┌─ Data to examine

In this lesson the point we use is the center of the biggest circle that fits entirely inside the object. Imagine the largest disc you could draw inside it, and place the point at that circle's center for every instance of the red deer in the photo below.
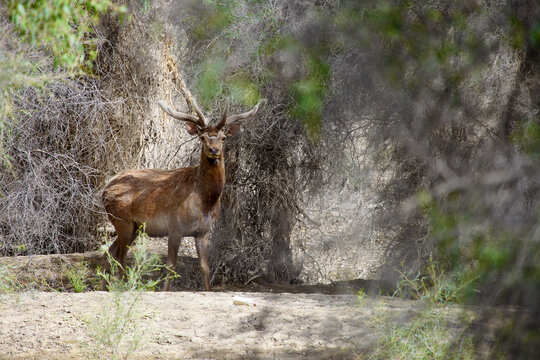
(174, 203)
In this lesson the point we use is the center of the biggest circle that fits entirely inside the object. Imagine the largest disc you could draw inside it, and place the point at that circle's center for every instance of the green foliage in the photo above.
(115, 332)
(219, 25)
(309, 93)
(439, 330)
(526, 135)
(77, 276)
(63, 27)
(8, 280)
(141, 276)
(430, 334)
(209, 82)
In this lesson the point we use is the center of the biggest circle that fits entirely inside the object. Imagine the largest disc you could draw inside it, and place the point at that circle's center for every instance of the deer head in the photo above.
(212, 137)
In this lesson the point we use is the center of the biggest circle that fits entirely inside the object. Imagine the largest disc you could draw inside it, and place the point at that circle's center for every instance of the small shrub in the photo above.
(115, 331)
(77, 276)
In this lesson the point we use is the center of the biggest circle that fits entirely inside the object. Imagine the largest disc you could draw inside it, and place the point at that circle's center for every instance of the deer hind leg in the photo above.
(201, 243)
(172, 256)
(126, 234)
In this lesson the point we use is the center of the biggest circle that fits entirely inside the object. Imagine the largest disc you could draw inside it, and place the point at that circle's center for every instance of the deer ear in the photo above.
(232, 129)
(192, 129)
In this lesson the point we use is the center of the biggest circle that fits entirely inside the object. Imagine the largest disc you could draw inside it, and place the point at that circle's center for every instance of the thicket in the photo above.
(445, 95)
(59, 129)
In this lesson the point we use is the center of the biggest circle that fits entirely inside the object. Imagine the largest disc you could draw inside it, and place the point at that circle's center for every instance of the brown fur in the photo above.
(173, 203)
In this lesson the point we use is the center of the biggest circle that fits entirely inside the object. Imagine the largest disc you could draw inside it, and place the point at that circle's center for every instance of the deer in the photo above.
(174, 203)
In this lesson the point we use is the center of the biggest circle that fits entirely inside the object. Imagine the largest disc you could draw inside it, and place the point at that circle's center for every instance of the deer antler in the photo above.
(230, 120)
(198, 120)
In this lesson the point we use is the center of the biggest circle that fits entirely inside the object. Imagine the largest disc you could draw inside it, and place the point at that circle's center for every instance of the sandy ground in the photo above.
(191, 325)
(288, 322)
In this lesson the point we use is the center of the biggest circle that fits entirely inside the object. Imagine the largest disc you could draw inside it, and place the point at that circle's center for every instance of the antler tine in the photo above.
(223, 120)
(197, 120)
(198, 112)
(236, 118)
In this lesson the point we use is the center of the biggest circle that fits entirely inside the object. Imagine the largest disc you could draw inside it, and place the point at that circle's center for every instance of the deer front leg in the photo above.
(173, 245)
(201, 243)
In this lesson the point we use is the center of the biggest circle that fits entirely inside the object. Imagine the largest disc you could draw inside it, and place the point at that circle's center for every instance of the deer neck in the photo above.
(211, 179)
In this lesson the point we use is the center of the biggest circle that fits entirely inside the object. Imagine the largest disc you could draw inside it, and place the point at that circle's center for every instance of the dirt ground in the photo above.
(193, 325)
(287, 322)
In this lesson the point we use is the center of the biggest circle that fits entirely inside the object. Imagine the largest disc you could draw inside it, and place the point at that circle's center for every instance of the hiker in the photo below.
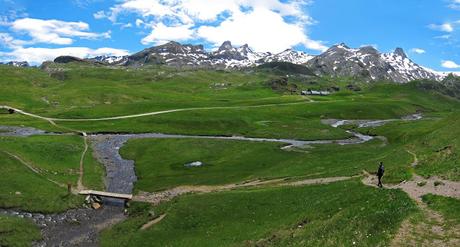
(380, 173)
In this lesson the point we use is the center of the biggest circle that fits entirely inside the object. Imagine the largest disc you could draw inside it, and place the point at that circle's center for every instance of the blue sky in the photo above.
(428, 30)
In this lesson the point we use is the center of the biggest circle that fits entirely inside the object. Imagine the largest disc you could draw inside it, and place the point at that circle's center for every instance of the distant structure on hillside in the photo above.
(314, 92)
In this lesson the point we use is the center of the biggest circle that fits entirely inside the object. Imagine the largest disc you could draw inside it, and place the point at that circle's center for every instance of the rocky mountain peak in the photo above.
(227, 45)
(400, 52)
(368, 50)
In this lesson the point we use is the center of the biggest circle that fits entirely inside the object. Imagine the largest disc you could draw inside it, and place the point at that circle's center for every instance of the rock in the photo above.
(96, 205)
(194, 164)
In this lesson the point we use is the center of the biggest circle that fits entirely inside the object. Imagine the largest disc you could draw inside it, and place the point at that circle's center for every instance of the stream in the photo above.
(82, 226)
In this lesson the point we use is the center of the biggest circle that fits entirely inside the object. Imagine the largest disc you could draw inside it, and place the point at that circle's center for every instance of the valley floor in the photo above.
(278, 170)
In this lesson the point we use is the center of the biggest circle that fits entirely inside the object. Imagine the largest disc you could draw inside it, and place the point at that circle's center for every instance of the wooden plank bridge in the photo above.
(127, 197)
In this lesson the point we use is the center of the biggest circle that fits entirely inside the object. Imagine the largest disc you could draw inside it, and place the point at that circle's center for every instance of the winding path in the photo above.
(52, 120)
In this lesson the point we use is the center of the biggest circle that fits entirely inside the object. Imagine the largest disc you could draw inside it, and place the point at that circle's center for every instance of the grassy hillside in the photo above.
(290, 216)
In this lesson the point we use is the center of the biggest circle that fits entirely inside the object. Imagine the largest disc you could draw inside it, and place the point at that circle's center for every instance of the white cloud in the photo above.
(450, 64)
(454, 4)
(100, 15)
(445, 27)
(418, 50)
(162, 33)
(263, 29)
(266, 25)
(37, 55)
(54, 31)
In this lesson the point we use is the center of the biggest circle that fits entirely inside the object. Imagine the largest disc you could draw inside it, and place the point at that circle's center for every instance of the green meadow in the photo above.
(226, 103)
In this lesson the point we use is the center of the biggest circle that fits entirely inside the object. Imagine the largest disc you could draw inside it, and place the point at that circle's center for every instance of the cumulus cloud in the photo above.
(445, 27)
(162, 34)
(37, 55)
(263, 29)
(54, 31)
(418, 50)
(454, 4)
(266, 25)
(450, 64)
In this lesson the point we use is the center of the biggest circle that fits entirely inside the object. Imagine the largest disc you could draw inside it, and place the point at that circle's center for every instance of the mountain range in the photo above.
(338, 61)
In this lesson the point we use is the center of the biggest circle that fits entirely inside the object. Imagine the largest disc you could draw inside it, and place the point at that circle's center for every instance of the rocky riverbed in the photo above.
(80, 227)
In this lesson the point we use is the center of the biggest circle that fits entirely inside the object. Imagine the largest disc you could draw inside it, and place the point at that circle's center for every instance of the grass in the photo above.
(447, 206)
(16, 232)
(28, 191)
(434, 140)
(334, 215)
(57, 157)
(271, 217)
(241, 161)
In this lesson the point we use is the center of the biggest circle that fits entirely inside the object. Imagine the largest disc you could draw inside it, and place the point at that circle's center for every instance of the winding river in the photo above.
(82, 226)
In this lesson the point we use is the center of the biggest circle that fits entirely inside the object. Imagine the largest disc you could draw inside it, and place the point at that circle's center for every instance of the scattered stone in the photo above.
(194, 164)
(96, 205)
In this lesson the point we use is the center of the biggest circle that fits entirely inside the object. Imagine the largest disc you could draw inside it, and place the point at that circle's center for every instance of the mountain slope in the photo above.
(338, 61)
(368, 63)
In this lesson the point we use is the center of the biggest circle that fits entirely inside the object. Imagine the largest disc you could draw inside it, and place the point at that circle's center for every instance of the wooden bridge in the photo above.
(127, 197)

└─

Copy every line of the listing above exactly. Leave each picture out.

- **Result**
In this lesson the point we use is the center of the biggest circle that fits entirely inside the object. Imagine the largest disc you could draw inside it, and place the point at that circle's center for every instance of the red deer in the photo below.
(174, 203)
In this lesson the point we use is the center of the biggest circle that fits entirely inside the object. Imagine the largest disc you could draw inside it, and place the point at that circle's center for every instance of the green foliage in the photo above.
(115, 332)
(219, 25)
(309, 93)
(439, 330)
(526, 135)
(77, 276)
(63, 27)
(8, 280)
(141, 276)
(430, 334)
(209, 82)
In this lesson the point we use is the center of the biggest circle that fits entirely inside the object. Imagine the largest disc you could draw inside it, and place the point at that circle's center for every instance of the deer head in the photo above.
(212, 137)
In this lesson the point we use is the center of the biggest circle that fits entirely inside the object. Imagine the largest disc you could draw inside it, and place the point at that circle's center for every instance of the small shrub in the photo above.
(115, 331)
(77, 276)
In this lesson the point we use is the center of the biggest circle that fits entirely inside the object. Imagine the largest disc you could draw inside it, and place the point at that circle's center for every instance of the deer hind leg in the photo above.
(201, 243)
(172, 256)
(126, 234)
In this lesson the point we use is the center of the biggest circle that fits entirely inside the object. Imagine the largest disc you could draw inside it, and place the point at that circle's center for every instance of the deer ear in the photo above.
(232, 129)
(192, 129)
In this lesson the point we use is the center of the biggest circle that fits entirely inside the object. Imagine the largest disc you could draw inside it, and place the point at that circle's center for every instance of the thicket in the photo above.
(445, 95)
(59, 129)
In this lesson the point we use is the center of the biggest circle that fits entirely inside the object. Imagine the largest disc you could draw inside it, and place the point at that circle's center for every instance of the brown fur in the photo above.
(173, 203)
In this lesson the point we use is the center of the biggest circle that fits entirely inside the object. Imagine the largest disc you could draw inside it, and place the point at that circle's center for every instance of the deer in the photo above.
(174, 203)
In this lesson the point we use is the center of the biggest circle that fits entirely inside the object. Imagine the largest disc you could draw inside it, and place the point at that circle's center for every instance of the deer antler in the photo above.
(230, 120)
(198, 120)
In this lesson the point we use is the center of the biggest circle that fits entirely inside the object. Imagine the largest disc you could draw inside it, and place the point at that circle's center for every instance of the sandy ground in the photo above.
(191, 325)
(288, 322)
In this lesson the point we use is the center of the biggest circle that fits entirely inside the object. Imagine the largest disc you could draw inside it, and place the point at that circle's center for every instance of the antler tine in the photo above.
(223, 120)
(197, 120)
(198, 112)
(236, 118)
In this lesson the point we use is the center of the biggest circle that fits entirely inside the object. Imagine the largest disc you could draw inside it, and place the point at that circle's center for every instance of the deer front leg in the photo above.
(173, 245)
(201, 243)
In this lesson the point we use is the center of the biggest circle that fits entirely inside the object. Imagine the largest disc you could draw inside it, and place the point at that circle's center for every instance of the deer neck in the photo above.
(211, 179)
In this lesson the point we use is the center of the biggest circle that fits entirely inside the object. Imagine the largest disc you could draw inside it, and place the point at that circle's center for every instance of the dirt ground in the photo above.
(193, 325)
(287, 322)
In this lesson the point we use is the center of the biggest circle that fits entirely inside the object. Imagine the largest disc you could draw inside it, and place the point at that circle's center for every instance of the hiker in the photo below.
(380, 173)
In this lesson the point we use is the center of the biggest circle that fits entirely inside the object. Imagine the largest disc you could draw inside it, and place the point at that circle's center for every instance of the blue sky in the photo above.
(428, 30)
In this lesson the point we use is the center of the biggest circle that fits entirely inside the object. Imagine the largest disc you could draw inside it, and place the point at that circle's center for every instance of the distant structure on hillside in the photo above.
(314, 92)
In this lesson the point we use is the center of the biggest circle that fits entirely inside the object. Imagine the largest disc you could draw inside it, and place the point at that circle's center for every instance of the rocky mountain peak in the photo above.
(227, 45)
(400, 52)
(368, 50)
In this lesson the point we use is the center of the biggest circle that fits entirely inside the object. Imagine the largest disc you could draw inside it, and place the point at that circle's center for every instance of the rock in the photo above.
(96, 205)
(194, 164)
In this lesson the point we use is the center of the biggest circle that fits entirely inside the object. Imagine the largest disc you could draw inside it, and place the point at that circle's center for every instance of the stream in the photo above.
(82, 226)
In this lesson the point we use is the center of the biggest circle that fits entirely inside the object. Imagine the largest disc you could draw inside it, and place the point at that circle's center for every instance of the valley floor in the photo above.
(278, 170)
In this lesson the point we use is the center of the biggest circle that fits entirely inside the object. Imagine the largest disc you could draw inside it, and place the point at that circle's center for every instance of the wooden plank bridge in the photo above.
(127, 197)
In this lesson the point we use is the center of the biggest circle that fits entirely inside the object. Imagine the largest disc you could draw inside it, and place the point at that circle's center for every instance of the winding path in the photo above.
(52, 120)
In this lesson the point we use is the center of the biggest circle that fits entirely inside the object. Imagine the largest disc you could draw inside it, and place the point at that circle's center for every instance of the grassy hillside in the photo above.
(290, 216)
In this lesson the point we use is the center of the biggest circle that fits entirely inside the object. Imagine the largest disc you could draw inside it, and place the point at that circle's center for every instance of the white cloud in the photo above.
(450, 64)
(454, 4)
(100, 15)
(445, 27)
(418, 50)
(162, 33)
(263, 29)
(266, 25)
(37, 55)
(54, 31)
In this lesson the point we use is the center of the biggest circle that fits entirely inside the object. Imagine the largest disc you could draw inside it, and place the point at that circle's center for every instance of the green meadow in the photo above.
(226, 103)
In this lesson the point we use is the center of the biggest circle that fits entirely inside the object. Imagine the largest disc you could draw inside it, and place the point at that circle's center for every instance of the cumulus cloud in the photo above.
(445, 27)
(162, 34)
(37, 55)
(263, 29)
(54, 31)
(418, 50)
(454, 4)
(266, 25)
(450, 64)
In this lesson the point we use is the center of the biggest circle that fits entirely inside the object. Imagine the largest disc you could draw inside it, and place the point at that circle's center for every instance of the mountain range in the photo above.
(338, 61)
In this lesson the point we use is the center of the biggest circle that fits entirely inside the object. Imagine the largest disc you could draw inside it, and place the point at that circle's center for every instance of the rocky riverbed in the photo above.
(80, 227)
In this lesson the point we use is the center of the biggest circle that fits entirely inside the object. Imagine the largest disc you could draw inside it, and place the point at that circle's center for every instance of the grass in the photo above.
(447, 206)
(16, 232)
(28, 191)
(434, 140)
(334, 215)
(57, 157)
(271, 217)
(241, 161)
In this lesson the point we use is the center of the biggest circle that fits entirely inside the object. Imagine the largest disc you could draw inside it, and place the point at that circle's center for every instance of the winding river in the photo above.
(82, 226)
In this lesson the point we use is the center of the biggest circle that fits entirely inside the object. Imagine the largest disc you could draw inside it, and place the point at that circle's center for every instance of the scattered stone in the photo above.
(194, 164)
(96, 205)
In this lesson the point we use is the center of the biggest circle that fits entirely inside the object. Imagine the largest disc you could draw inside it, and place the point at that circle's center for every instance of the mountain slope in the photo above.
(338, 61)
(368, 63)
In this lesson the point we use is the center of the biggest circle that fits entirely inside the object. Imagine the largest disc you could draw inside it, and place the point at that circle's center for every instance of the wooden bridge in the photo above.
(127, 197)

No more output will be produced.